Men's marathon at the European Athletics Championships

= 2010 European Athletics Championships – Men's marathon =

The men's marathon at the 2010 European Athletics Championships was held on the streets of Barcelona on 1 August.

==Background==
A total of 70 runners were declared for the race. Of those, 20 were identified as contenders for medal positions, with Switzerland's Viktor Röthlin and Spain's José Ríos among the favourites. Also a contender was defending champion Italian Stefano Baldini, with the race billed as his return to racing after two years, since finishing 12th in the Olympic marathon. José Manuel Martínez, another Spaniard, was the leading European in the previous year's World Championships marathon where he finished eighth. Four of the Spanish runners warned before the race that heat and humidity would be the main handicaps to the competitors and force a slow and tactical race. The race would be run over four relatively flat laps of 10 km around the city of Barcelona.

Recorded data –
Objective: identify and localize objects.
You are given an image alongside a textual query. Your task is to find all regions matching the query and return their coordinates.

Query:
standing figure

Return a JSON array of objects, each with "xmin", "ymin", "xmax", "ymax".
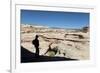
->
[{"xmin": 32, "ymin": 35, "xmax": 39, "ymax": 57}]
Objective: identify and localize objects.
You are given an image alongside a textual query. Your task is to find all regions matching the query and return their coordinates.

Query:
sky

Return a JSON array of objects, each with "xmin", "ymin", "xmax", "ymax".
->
[{"xmin": 20, "ymin": 10, "xmax": 90, "ymax": 29}]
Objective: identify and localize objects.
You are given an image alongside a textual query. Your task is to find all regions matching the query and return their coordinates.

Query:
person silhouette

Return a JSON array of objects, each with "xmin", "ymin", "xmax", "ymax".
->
[{"xmin": 32, "ymin": 35, "xmax": 39, "ymax": 57}]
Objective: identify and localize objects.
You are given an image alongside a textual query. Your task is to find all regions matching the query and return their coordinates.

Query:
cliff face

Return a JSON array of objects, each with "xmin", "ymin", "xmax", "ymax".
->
[{"xmin": 21, "ymin": 25, "xmax": 90, "ymax": 60}]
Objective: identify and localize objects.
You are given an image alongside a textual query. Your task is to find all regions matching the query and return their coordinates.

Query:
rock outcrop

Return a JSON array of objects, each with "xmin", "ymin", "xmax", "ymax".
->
[{"xmin": 21, "ymin": 25, "xmax": 89, "ymax": 60}]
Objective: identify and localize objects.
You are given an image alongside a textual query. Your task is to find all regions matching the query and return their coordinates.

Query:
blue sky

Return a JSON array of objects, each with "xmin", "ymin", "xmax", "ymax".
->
[{"xmin": 21, "ymin": 10, "xmax": 89, "ymax": 28}]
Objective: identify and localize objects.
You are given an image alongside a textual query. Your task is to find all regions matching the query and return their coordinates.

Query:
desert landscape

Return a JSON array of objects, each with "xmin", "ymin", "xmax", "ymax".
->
[{"xmin": 20, "ymin": 24, "xmax": 90, "ymax": 60}]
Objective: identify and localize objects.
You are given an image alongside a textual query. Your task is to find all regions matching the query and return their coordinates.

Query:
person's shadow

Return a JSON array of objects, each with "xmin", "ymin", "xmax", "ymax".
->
[{"xmin": 21, "ymin": 46, "xmax": 77, "ymax": 63}]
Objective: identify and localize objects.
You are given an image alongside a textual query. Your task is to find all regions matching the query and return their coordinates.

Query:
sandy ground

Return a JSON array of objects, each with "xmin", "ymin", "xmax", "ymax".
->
[{"xmin": 21, "ymin": 25, "xmax": 90, "ymax": 60}]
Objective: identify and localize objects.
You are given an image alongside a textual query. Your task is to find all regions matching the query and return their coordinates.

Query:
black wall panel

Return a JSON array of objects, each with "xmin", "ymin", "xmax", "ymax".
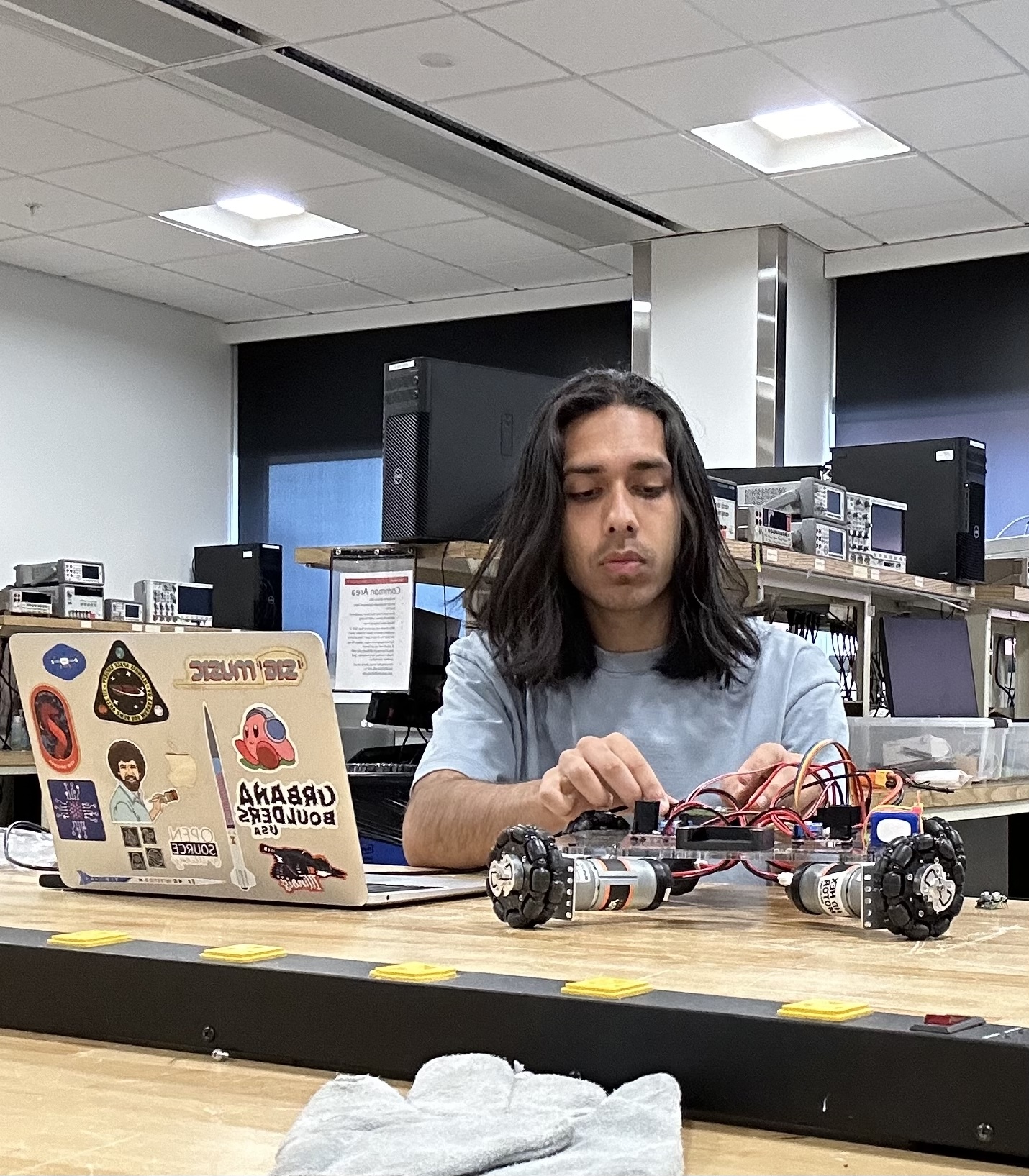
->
[{"xmin": 237, "ymin": 302, "xmax": 632, "ymax": 542}]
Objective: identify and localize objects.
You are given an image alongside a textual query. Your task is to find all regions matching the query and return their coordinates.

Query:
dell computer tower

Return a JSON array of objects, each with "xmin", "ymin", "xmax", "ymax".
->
[
  {"xmin": 833, "ymin": 437, "xmax": 987, "ymax": 583},
  {"xmin": 382, "ymin": 359, "xmax": 561, "ymax": 543},
  {"xmin": 193, "ymin": 543, "xmax": 282, "ymax": 629}
]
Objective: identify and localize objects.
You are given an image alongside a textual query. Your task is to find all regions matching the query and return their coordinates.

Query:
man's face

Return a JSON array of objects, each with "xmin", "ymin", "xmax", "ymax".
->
[
  {"xmin": 117, "ymin": 760, "xmax": 140, "ymax": 793},
  {"xmin": 562, "ymin": 404, "xmax": 680, "ymax": 613}
]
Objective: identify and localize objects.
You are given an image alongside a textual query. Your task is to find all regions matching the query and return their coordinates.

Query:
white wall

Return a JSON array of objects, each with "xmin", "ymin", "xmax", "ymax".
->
[
  {"xmin": 651, "ymin": 228, "xmax": 757, "ymax": 467},
  {"xmin": 0, "ymin": 265, "xmax": 233, "ymax": 598},
  {"xmin": 783, "ymin": 234, "xmax": 836, "ymax": 465}
]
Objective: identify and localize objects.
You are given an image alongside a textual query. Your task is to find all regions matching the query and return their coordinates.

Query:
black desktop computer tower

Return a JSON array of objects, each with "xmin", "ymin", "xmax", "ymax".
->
[
  {"xmin": 382, "ymin": 359, "xmax": 561, "ymax": 543},
  {"xmin": 833, "ymin": 437, "xmax": 987, "ymax": 583},
  {"xmin": 193, "ymin": 543, "xmax": 282, "ymax": 629}
]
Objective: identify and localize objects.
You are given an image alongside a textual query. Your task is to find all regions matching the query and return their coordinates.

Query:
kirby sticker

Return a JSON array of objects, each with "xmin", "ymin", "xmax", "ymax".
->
[{"xmin": 235, "ymin": 707, "xmax": 296, "ymax": 772}]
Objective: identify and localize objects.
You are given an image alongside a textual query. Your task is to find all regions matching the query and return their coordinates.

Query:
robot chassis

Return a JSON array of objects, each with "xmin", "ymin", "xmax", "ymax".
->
[{"xmin": 487, "ymin": 802, "xmax": 966, "ymax": 939}]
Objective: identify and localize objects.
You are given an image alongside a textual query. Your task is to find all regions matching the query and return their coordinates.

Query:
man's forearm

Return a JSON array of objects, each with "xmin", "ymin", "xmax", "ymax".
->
[{"xmin": 404, "ymin": 772, "xmax": 567, "ymax": 869}]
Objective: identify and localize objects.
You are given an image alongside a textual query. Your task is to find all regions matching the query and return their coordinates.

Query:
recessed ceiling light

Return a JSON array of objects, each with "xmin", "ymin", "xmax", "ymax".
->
[
  {"xmin": 751, "ymin": 102, "xmax": 861, "ymax": 139},
  {"xmin": 217, "ymin": 192, "xmax": 304, "ymax": 220},
  {"xmin": 690, "ymin": 102, "xmax": 910, "ymax": 176},
  {"xmin": 154, "ymin": 203, "xmax": 361, "ymax": 248}
]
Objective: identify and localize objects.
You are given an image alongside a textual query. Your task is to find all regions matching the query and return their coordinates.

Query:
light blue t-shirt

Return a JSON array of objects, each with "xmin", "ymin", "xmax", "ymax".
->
[{"xmin": 415, "ymin": 621, "xmax": 848, "ymax": 798}]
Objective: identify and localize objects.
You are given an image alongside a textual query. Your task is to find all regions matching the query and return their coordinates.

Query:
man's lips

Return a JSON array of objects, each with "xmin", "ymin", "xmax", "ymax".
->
[{"xmin": 601, "ymin": 552, "xmax": 645, "ymax": 572}]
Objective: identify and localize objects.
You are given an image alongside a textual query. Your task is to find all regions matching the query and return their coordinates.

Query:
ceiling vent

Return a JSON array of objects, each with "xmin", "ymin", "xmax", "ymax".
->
[
  {"xmin": 188, "ymin": 50, "xmax": 681, "ymax": 248},
  {"xmin": 8, "ymin": 0, "xmax": 255, "ymax": 66}
]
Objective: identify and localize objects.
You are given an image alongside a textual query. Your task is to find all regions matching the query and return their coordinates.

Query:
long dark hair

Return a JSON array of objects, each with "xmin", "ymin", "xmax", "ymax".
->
[{"xmin": 467, "ymin": 368, "xmax": 761, "ymax": 688}]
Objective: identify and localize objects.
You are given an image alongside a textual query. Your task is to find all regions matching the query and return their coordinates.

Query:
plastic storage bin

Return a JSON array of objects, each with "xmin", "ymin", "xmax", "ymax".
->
[{"xmin": 848, "ymin": 719, "xmax": 1011, "ymax": 780}]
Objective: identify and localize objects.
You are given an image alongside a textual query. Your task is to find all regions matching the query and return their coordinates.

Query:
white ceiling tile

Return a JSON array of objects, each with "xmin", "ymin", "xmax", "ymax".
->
[
  {"xmin": 479, "ymin": 250, "xmax": 625, "ymax": 291},
  {"xmin": 0, "ymin": 106, "xmax": 130, "ymax": 176},
  {"xmin": 638, "ymin": 180, "xmax": 816, "ymax": 232},
  {"xmin": 595, "ymin": 48, "xmax": 825, "ymax": 130},
  {"xmin": 266, "ymin": 237, "xmax": 504, "ymax": 302},
  {"xmin": 787, "ymin": 216, "xmax": 881, "ymax": 250},
  {"xmin": 54, "ymin": 216, "xmax": 236, "ymax": 266},
  {"xmin": 475, "ymin": 0, "xmax": 740, "ymax": 74},
  {"xmin": 693, "ymin": 0, "xmax": 936, "ymax": 41},
  {"xmin": 855, "ymin": 74, "xmax": 1029, "ymax": 150},
  {"xmin": 308, "ymin": 15, "xmax": 564, "ymax": 102},
  {"xmin": 770, "ymin": 11, "xmax": 1015, "ymax": 102},
  {"xmin": 275, "ymin": 282, "xmax": 404, "ymax": 314},
  {"xmin": 166, "ymin": 246, "xmax": 326, "ymax": 294},
  {"xmin": 384, "ymin": 217, "xmax": 566, "ymax": 273},
  {"xmin": 545, "ymin": 134, "xmax": 753, "ymax": 195},
  {"xmin": 46, "ymin": 155, "xmax": 222, "ymax": 219},
  {"xmin": 72, "ymin": 265, "xmax": 296, "ymax": 322},
  {"xmin": 435, "ymin": 78, "xmax": 666, "ymax": 152},
  {"xmin": 0, "ymin": 176, "xmax": 132, "ymax": 233},
  {"xmin": 582, "ymin": 245, "xmax": 633, "ymax": 274},
  {"xmin": 161, "ymin": 130, "xmax": 380, "ymax": 193},
  {"xmin": 0, "ymin": 24, "xmax": 133, "ymax": 105},
  {"xmin": 301, "ymin": 176, "xmax": 482, "ymax": 233},
  {"xmin": 931, "ymin": 137, "xmax": 1029, "ymax": 219},
  {"xmin": 0, "ymin": 237, "xmax": 130, "ymax": 276},
  {"xmin": 853, "ymin": 196, "xmax": 1022, "ymax": 243},
  {"xmin": 22, "ymin": 78, "xmax": 267, "ymax": 152},
  {"xmin": 445, "ymin": 0, "xmax": 522, "ymax": 12},
  {"xmin": 961, "ymin": 0, "xmax": 1029, "ymax": 66},
  {"xmin": 201, "ymin": 0, "xmax": 450, "ymax": 45},
  {"xmin": 779, "ymin": 155, "xmax": 971, "ymax": 220}
]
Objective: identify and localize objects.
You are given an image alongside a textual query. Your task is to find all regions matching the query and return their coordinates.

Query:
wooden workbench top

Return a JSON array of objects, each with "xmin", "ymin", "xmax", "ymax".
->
[
  {"xmin": 0, "ymin": 870, "xmax": 1029, "ymax": 1176},
  {"xmin": 0, "ymin": 872, "xmax": 1029, "ymax": 1026}
]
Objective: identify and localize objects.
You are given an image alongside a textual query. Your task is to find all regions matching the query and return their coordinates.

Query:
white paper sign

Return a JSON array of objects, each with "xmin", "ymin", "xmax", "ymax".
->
[{"xmin": 334, "ymin": 570, "xmax": 414, "ymax": 691}]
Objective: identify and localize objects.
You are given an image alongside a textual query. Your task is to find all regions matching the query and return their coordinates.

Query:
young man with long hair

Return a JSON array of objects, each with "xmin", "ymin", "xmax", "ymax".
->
[{"xmin": 404, "ymin": 370, "xmax": 847, "ymax": 868}]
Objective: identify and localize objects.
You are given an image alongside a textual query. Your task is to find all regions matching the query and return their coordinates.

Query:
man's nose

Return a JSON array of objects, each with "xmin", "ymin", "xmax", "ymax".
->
[{"xmin": 607, "ymin": 486, "xmax": 640, "ymax": 535}]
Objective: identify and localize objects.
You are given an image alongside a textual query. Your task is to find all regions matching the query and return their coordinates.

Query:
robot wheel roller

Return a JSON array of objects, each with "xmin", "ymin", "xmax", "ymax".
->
[
  {"xmin": 486, "ymin": 824, "xmax": 571, "ymax": 928},
  {"xmin": 873, "ymin": 816, "xmax": 966, "ymax": 939}
]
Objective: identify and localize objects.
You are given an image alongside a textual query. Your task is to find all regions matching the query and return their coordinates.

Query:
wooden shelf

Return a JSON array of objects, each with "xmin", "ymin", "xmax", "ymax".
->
[
  {"xmin": 0, "ymin": 752, "xmax": 35, "ymax": 776},
  {"xmin": 294, "ymin": 539, "xmax": 487, "ymax": 588}
]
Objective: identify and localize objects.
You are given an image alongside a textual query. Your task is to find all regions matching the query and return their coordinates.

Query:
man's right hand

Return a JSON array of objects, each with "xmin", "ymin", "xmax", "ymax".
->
[{"xmin": 540, "ymin": 733, "xmax": 674, "ymax": 824}]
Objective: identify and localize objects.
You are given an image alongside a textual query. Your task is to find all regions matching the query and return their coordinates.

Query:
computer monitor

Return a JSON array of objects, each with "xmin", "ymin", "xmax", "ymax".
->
[{"xmin": 882, "ymin": 616, "xmax": 979, "ymax": 719}]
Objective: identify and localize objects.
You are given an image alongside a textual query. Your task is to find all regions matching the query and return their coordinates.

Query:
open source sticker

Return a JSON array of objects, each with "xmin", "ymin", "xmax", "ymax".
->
[
  {"xmin": 28, "ymin": 685, "xmax": 78, "ymax": 772},
  {"xmin": 93, "ymin": 641, "xmax": 168, "ymax": 726}
]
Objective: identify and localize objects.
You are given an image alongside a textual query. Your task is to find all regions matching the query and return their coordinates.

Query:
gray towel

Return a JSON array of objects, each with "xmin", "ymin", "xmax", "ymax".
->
[{"xmin": 273, "ymin": 1054, "xmax": 682, "ymax": 1176}]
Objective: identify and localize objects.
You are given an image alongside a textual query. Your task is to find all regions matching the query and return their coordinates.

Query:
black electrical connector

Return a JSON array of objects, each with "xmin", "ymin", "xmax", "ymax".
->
[
  {"xmin": 812, "ymin": 804, "xmax": 864, "ymax": 841},
  {"xmin": 633, "ymin": 801, "xmax": 661, "ymax": 833}
]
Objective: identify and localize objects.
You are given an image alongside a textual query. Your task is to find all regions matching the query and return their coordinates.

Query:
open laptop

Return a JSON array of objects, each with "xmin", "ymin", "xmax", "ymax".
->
[{"xmin": 11, "ymin": 626, "xmax": 484, "ymax": 907}]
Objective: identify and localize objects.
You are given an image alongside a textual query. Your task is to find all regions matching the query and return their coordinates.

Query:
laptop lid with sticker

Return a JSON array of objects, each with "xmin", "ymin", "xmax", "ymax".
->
[{"xmin": 11, "ymin": 629, "xmax": 367, "ymax": 907}]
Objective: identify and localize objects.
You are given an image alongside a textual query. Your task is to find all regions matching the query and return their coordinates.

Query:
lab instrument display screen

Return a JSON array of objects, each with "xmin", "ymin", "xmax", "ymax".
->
[
  {"xmin": 882, "ymin": 616, "xmax": 979, "ymax": 719},
  {"xmin": 871, "ymin": 502, "xmax": 905, "ymax": 555},
  {"xmin": 178, "ymin": 585, "xmax": 214, "ymax": 616}
]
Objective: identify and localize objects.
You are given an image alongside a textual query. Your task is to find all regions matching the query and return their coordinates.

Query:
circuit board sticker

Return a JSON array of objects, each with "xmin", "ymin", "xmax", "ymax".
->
[
  {"xmin": 260, "ymin": 841, "xmax": 347, "ymax": 894},
  {"xmin": 93, "ymin": 641, "xmax": 168, "ymax": 726},
  {"xmin": 42, "ymin": 644, "xmax": 86, "ymax": 682},
  {"xmin": 235, "ymin": 707, "xmax": 296, "ymax": 772},
  {"xmin": 28, "ymin": 685, "xmax": 78, "ymax": 772},
  {"xmin": 47, "ymin": 780, "xmax": 107, "ymax": 841}
]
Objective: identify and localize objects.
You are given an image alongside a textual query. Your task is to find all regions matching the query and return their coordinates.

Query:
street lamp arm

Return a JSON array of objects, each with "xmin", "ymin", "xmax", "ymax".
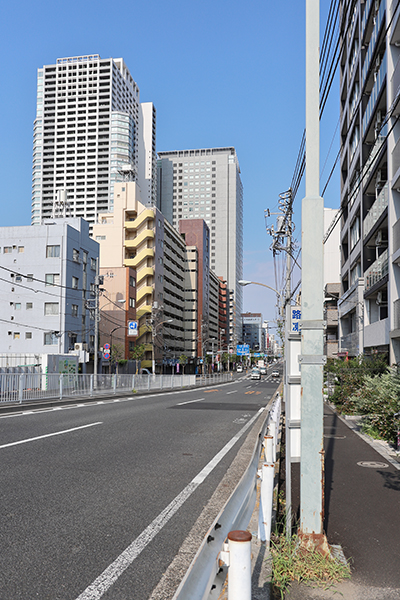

Set exercise –
Using the passage on the 2010 European Championships men's marathon, answer:
1. On what date was the race held?
2. How many runners were declared for it?
3. How many laps made up the course, and how long was each?
The records play no part in this work.

Response –
1. 1 August
2. 70
3. Four laps of 10 km each